Your task: As you print the data below, keep every line exactly as it is and leave the images behind.
--- The input ---
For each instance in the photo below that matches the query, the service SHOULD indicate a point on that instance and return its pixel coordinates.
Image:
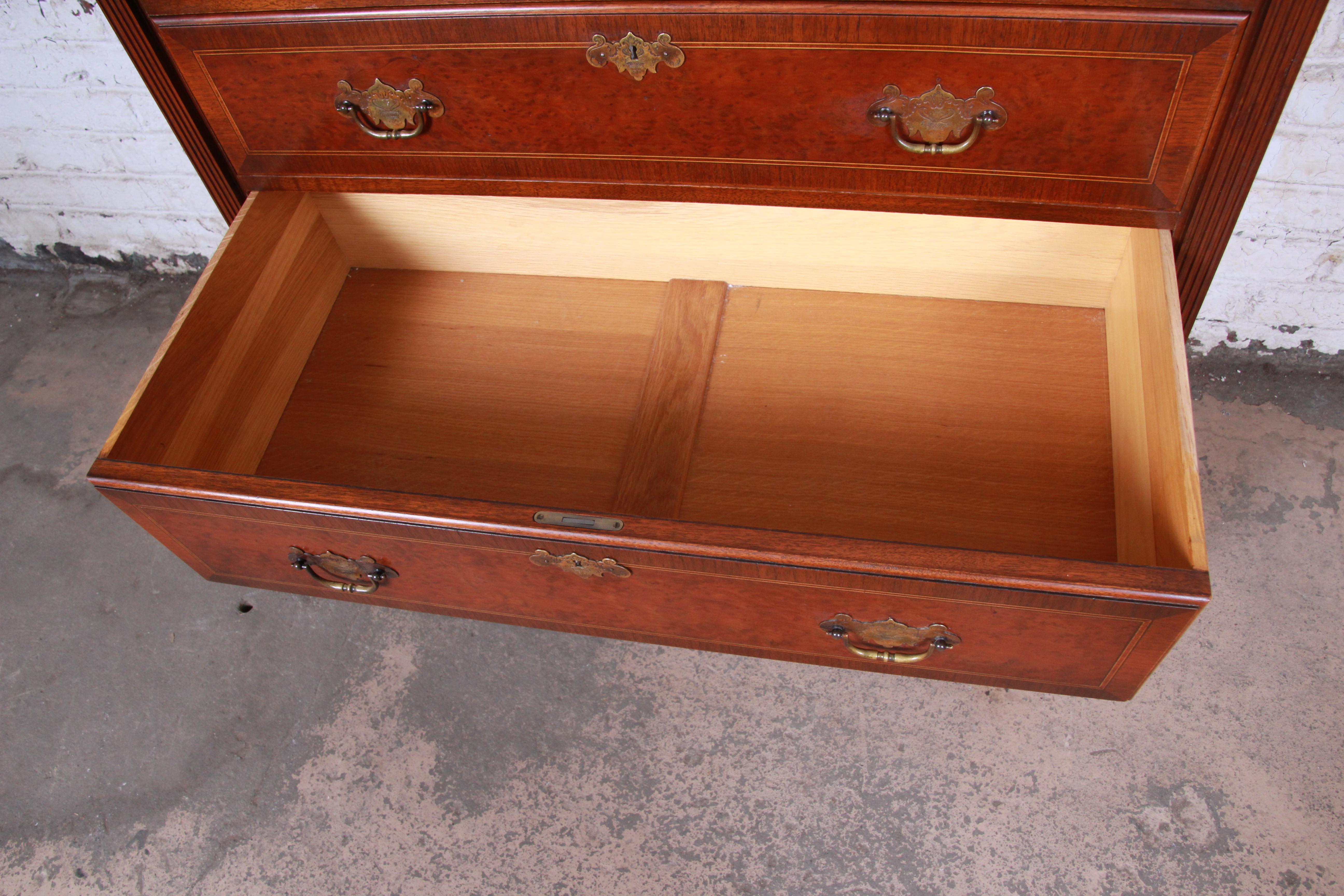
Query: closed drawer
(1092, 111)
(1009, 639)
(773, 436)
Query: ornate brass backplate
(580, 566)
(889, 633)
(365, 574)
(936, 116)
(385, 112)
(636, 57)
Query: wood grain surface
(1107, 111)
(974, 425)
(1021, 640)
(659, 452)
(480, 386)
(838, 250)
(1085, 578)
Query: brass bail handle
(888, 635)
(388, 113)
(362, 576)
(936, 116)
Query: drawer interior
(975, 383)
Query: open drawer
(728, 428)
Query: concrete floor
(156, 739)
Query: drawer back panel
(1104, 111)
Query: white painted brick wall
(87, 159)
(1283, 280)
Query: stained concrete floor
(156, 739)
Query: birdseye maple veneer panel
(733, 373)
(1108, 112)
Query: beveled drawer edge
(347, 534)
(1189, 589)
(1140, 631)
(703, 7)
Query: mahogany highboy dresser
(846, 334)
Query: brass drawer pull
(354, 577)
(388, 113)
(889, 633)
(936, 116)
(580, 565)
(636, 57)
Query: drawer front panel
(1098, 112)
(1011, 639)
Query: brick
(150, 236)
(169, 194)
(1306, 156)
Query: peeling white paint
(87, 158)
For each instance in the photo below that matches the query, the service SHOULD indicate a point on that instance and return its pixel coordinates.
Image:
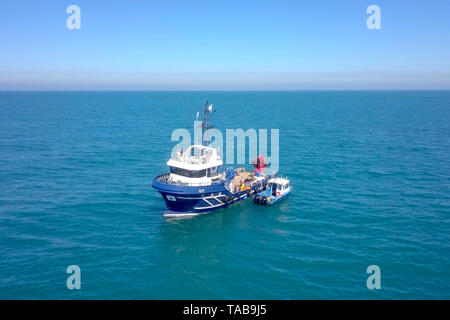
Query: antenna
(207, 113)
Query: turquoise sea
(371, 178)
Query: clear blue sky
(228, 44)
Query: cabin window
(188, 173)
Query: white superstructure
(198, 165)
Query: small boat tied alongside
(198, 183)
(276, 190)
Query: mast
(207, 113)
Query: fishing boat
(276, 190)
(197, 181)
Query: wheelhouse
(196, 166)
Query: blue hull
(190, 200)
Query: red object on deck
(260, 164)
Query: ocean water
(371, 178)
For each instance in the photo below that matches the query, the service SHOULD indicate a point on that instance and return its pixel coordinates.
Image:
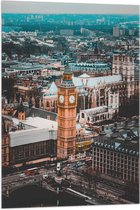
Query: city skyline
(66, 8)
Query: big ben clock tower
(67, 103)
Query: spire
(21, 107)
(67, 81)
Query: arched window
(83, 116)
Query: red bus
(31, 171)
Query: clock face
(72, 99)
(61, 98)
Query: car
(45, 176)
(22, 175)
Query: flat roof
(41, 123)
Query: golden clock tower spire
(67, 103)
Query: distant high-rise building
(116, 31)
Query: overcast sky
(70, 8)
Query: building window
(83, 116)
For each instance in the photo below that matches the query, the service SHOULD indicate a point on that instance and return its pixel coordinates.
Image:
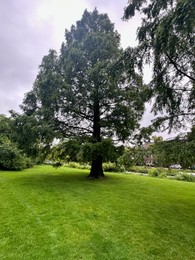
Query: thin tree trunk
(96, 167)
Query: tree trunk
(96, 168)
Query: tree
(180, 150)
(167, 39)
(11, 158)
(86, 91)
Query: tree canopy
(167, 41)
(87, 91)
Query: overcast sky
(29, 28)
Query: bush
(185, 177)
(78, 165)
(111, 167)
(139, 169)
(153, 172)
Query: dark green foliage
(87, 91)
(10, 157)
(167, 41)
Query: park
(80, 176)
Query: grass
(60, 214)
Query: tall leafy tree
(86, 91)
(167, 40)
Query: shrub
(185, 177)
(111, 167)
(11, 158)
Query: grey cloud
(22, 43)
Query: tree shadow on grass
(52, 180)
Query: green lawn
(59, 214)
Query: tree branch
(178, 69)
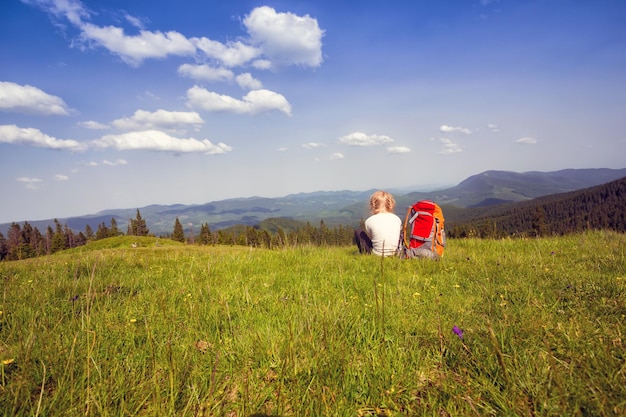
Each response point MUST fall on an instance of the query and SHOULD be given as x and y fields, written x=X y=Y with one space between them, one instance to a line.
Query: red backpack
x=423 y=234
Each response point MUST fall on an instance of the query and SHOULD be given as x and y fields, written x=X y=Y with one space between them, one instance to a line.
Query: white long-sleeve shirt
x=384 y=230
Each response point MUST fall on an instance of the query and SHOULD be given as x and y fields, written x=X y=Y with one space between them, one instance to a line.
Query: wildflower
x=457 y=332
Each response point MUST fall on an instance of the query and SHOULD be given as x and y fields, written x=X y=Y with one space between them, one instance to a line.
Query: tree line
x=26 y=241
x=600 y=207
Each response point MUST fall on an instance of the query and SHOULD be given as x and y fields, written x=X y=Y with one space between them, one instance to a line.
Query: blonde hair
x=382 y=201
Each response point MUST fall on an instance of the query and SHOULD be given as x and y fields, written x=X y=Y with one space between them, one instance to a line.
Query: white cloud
---
Answer space:
For each instance in the photo below that matches the query, the service SHOULD indicate a point on that instance and return its pixel coordinates.
Image:
Query: closed drawer
(1092, 111)
(1009, 639)
(773, 436)
Query: ornate brass backplate
(580, 566)
(889, 633)
(365, 574)
(936, 116)
(385, 112)
(636, 57)
Query: wood grain surface
(1107, 111)
(974, 425)
(1021, 640)
(659, 452)
(480, 386)
(838, 250)
(1085, 578)
Query: brass bail handle
(888, 635)
(388, 113)
(362, 576)
(936, 116)
Query: drawer interior
(975, 383)
Query: open drawer
(728, 428)
Query: concrete floor
(156, 739)
Query: drawer back panel
(1104, 111)
Query: white painted brick wall
(87, 159)
(1283, 280)
Query: stained concrete floor
(156, 739)
Query: birdseye maple veneer panel
(733, 373)
(1108, 112)
Query: beveled drawer edge
(347, 534)
(1189, 589)
(1140, 631)
(703, 7)
Query: mahogany highboy dresser
(846, 334)
Query: brass drawer pull
(354, 577)
(388, 113)
(889, 633)
(936, 116)
(580, 565)
(636, 57)
Query: drawer front panel
(1098, 112)
(1011, 639)
Query: brick
(150, 236)
(169, 194)
(1306, 156)
Query: peeling white paint
(87, 158)
For each instance in the photo below that matches the query, the service SHOULD indicate a point on that instance and return its pixel coordinates.
Image:
Query: antenna
(207, 113)
Query: turquoise sea
(371, 178)
Query: clear blue sky
(228, 44)
Query: cabin window
(188, 173)
Query: white superstructure
(198, 165)
Query: small boat tied alongside
(198, 183)
(276, 190)
Query: mast
(207, 113)
Query: fishing boat
(276, 190)
(197, 181)
Query: wheelhouse
(196, 166)
Query: blue hull
(190, 200)
Query: red object on deck
(260, 164)
Query: ocean water
(371, 178)
For each instance in the photo below that matches the query, the service SHOULD indicate a point on that instance and return its pixel coordinates.
Image:
Query: city skyline
(66, 8)
Query: big ben clock tower
(67, 103)
Query: spire
(21, 107)
(67, 81)
Query: arched window
(83, 116)
Query: red bus
(31, 171)
Query: clock face
(72, 99)
(61, 98)
Query: car
(45, 176)
(22, 175)
Query: flat roof
(41, 123)
Query: golden clock tower spire
(67, 103)
Query: distant high-rise building
(116, 31)
Query: overcast sky
(70, 8)
Query: building window
(83, 116)
For each instance in the photo below that matches the query, the service SHOULD indicate a point on that instance and return its pixel coordinates.
Image:
Query: thin tree trunk
(96, 167)
Query: tree trunk
(96, 168)
Query: tree
(180, 150)
(167, 39)
(11, 158)
(86, 91)
Query: tree canopy
(167, 41)
(87, 91)
Query: overcast sky
(29, 28)
Query: bush
(185, 177)
(78, 165)
(111, 167)
(139, 169)
(153, 172)
Query: dark green foliage
(87, 91)
(10, 157)
(167, 41)
Query: park
(80, 176)
Query: grass
(60, 214)
Query: tall leafy tree
(86, 91)
(167, 40)
Query: shrub
(185, 177)
(111, 167)
(11, 158)
Query: grey cloud
(22, 43)
Query: tree shadow on grass
(52, 180)
Query: green lawn
(59, 214)
Query: tree branch
(178, 69)
Each response point MUST fall on an instance of the query and SHOULD be given as x and y fields, written x=X y=Y with one space between them, one instance to a line.
Query: red backpack
x=423 y=234
Each response point MUST fall on an instance of the query and SHOULD be given as x and y fields, written x=X y=Y with one space between them, one instance to a line.
Query: white long-sleeve shirt
x=384 y=230
Each response point MUST fall on an instance of the query and SHOULD be given as x and y fields, written x=X y=Y with one space between them, one instance to a line.
Query: wildflower
x=457 y=332
Each response point MUST fall on an instance of the query and SHOULD be given as x and y fields, written x=X y=Y with one space between them, one instance to a line.
Query: tree line
x=26 y=241
x=600 y=207
Each response point MUST fall on an instance of the query and SHOULD be given as x and y fields, written x=X y=Y with one space between them, one instance to a line.
Query: blonde hair
x=382 y=201
Each response point MUST fall on an instance of the query and SHOULD be given as x and y fields, written x=X y=Y with one space between them, one instance to a line.
Query: white cloud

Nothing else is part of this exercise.